**What is being asked:** All of the records listed below should be retyped exactly.

**Entries provided:**

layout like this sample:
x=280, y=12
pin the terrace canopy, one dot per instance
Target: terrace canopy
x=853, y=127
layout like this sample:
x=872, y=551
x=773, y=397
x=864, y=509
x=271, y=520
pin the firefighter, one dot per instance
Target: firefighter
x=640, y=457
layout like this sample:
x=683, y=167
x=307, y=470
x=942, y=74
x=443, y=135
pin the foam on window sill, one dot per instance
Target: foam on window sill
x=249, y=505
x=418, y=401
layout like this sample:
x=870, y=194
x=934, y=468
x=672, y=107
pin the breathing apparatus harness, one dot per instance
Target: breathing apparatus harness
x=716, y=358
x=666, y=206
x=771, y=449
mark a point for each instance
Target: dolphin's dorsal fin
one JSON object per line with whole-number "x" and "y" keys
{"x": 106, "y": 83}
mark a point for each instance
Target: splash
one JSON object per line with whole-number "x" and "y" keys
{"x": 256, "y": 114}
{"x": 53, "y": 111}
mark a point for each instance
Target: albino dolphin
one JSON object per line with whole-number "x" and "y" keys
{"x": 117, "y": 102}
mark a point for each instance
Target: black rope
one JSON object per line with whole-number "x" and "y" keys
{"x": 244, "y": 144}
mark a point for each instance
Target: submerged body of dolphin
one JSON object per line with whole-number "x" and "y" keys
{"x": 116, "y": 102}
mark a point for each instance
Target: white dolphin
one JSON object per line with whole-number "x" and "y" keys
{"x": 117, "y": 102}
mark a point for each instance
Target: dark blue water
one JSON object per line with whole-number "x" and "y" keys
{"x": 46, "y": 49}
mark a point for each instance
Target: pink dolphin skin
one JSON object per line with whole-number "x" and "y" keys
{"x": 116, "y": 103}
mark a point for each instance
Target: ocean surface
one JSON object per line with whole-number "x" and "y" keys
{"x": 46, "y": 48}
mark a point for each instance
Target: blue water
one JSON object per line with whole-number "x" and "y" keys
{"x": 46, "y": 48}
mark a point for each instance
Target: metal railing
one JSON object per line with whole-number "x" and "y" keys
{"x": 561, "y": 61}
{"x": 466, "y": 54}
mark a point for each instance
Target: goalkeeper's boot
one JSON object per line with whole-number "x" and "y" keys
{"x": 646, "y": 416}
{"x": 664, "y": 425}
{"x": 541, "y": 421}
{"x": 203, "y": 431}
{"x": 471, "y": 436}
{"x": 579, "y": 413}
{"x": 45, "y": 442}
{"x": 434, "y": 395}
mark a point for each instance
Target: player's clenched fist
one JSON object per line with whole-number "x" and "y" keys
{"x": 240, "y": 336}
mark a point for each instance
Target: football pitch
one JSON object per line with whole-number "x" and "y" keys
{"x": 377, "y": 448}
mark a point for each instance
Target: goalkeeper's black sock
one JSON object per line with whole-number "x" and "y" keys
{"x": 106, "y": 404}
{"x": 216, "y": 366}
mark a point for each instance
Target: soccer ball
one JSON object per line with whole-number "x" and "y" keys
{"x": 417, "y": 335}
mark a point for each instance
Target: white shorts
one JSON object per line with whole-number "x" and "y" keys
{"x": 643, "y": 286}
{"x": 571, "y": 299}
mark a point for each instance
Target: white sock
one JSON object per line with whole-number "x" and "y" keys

**Problem solution:**
layout like this sample:
x=280, y=12
pin the terrace canopy, one dot per instance
Target: terrace canopy
x=853, y=127
layout like this sample:
x=872, y=551
x=773, y=397
x=864, y=509
x=271, y=520
pin the firefighter, one dot per instance
Target: firefighter
x=640, y=457
layout like this sample:
x=683, y=167
x=307, y=470
x=942, y=74
x=443, y=135
pin the foam on window sill, one dot per instance
Target: foam on window sill
x=249, y=505
x=418, y=401
layout like this sample:
x=870, y=194
x=934, y=468
x=672, y=107
pin the breathing apparatus harness, one dot per instance
Target: breathing apparatus harness
x=716, y=358
x=666, y=206
x=771, y=449
mark a point for each instance
Target: dolphin's dorsal fin
one JSON object per line with whole-number "x" and "y" keys
{"x": 106, "y": 83}
mark a point for each instance
Target: splash
one JSON object per line with whole-number "x" and "y" keys
{"x": 256, "y": 114}
{"x": 53, "y": 111}
mark a point for each instance
Target: albino dolphin
one JSON object per line with whole-number "x" and "y" keys
{"x": 117, "y": 102}
mark a point for each instance
Target: black rope
one JSON object per line with whole-number "x" and "y" keys
{"x": 244, "y": 144}
mark a point for each instance
Target: submerged body of dolphin
one JSON object per line with whole-number "x" and "y" keys
{"x": 116, "y": 102}
mark a point for each instance
Target: white dolphin
one JSON object per line with whole-number "x" and "y" keys
{"x": 117, "y": 102}
mark a point for each instance
Target: dark blue water
one JSON object per line with whole-number "x" and "y" keys
{"x": 46, "y": 49}
mark a point for each instance
Target: pink dolphin skin
one JSON object per line with whole-number "x" and "y" keys
{"x": 116, "y": 103}
mark a point for each instance
Target: ocean surface
one JSON object per line with whole-number "x" and "y" keys
{"x": 46, "y": 48}
mark a point for each instance
Target: blue water
one JSON object per line with whole-number "x" and "y" keys
{"x": 46, "y": 48}
mark a point for each instance
Target: metal railing
one JSON object per line with whole-number "x" and "y" keys
{"x": 561, "y": 61}
{"x": 466, "y": 54}
mark a point for each instance
Target: goalkeeper's boot
one JSON object per line with whole-number "x" and "y" keys
{"x": 646, "y": 416}
{"x": 664, "y": 425}
{"x": 541, "y": 421}
{"x": 203, "y": 431}
{"x": 471, "y": 436}
{"x": 579, "y": 413}
{"x": 45, "y": 442}
{"x": 434, "y": 395}
mark a point for each instance
Target: player's clenched fist
one JSON object per line with whole-number "x" and "y" keys
{"x": 240, "y": 336}
mark a point for each instance
Target: football pitch
one JSON object per line with whole-number "x" and "y" keys
{"x": 377, "y": 448}
mark a point for each instance
Target: goalkeeper's black sock
one JSON object per line with whole-number "x" and "y" keys
{"x": 106, "y": 404}
{"x": 216, "y": 366}
mark a point for each instance
Target: soccer ball
one JSON object per line with whole-number "x" and "y" keys
{"x": 417, "y": 335}
mark a point for each instance
Target: white shorts
one JSON object per line with whole-number "x" and "y" keys
{"x": 643, "y": 286}
{"x": 571, "y": 299}
mark a point for each instance
Target: white sock
one JSON object per line with whole-number "x" and "y" keys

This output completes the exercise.